What is being asked
Reproduce all of the lines below, requests included, and increase every coordinate in the answers by 56. Leave the numbers in the requests and their format samples unchanged, and omit the pictures.

===== Task inputs

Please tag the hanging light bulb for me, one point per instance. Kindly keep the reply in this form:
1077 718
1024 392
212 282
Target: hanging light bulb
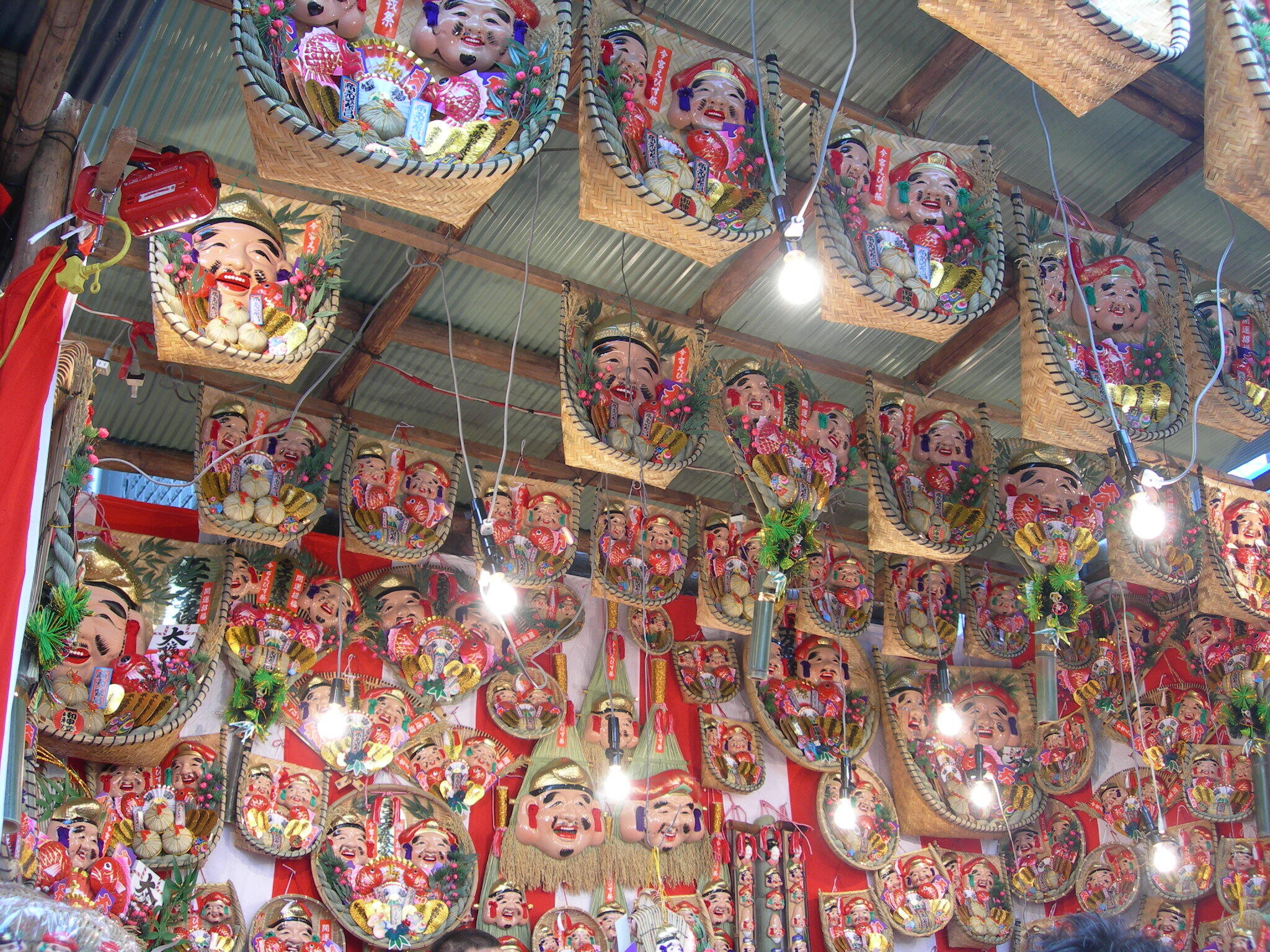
333 723
799 281
497 592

==========

Reply
Please tag the hanging light bulb for me, one point per instance. Kindly keep the reply in this form:
1077 718
1024 392
212 282
Target: hanging light bulb
389 779
855 337
553 648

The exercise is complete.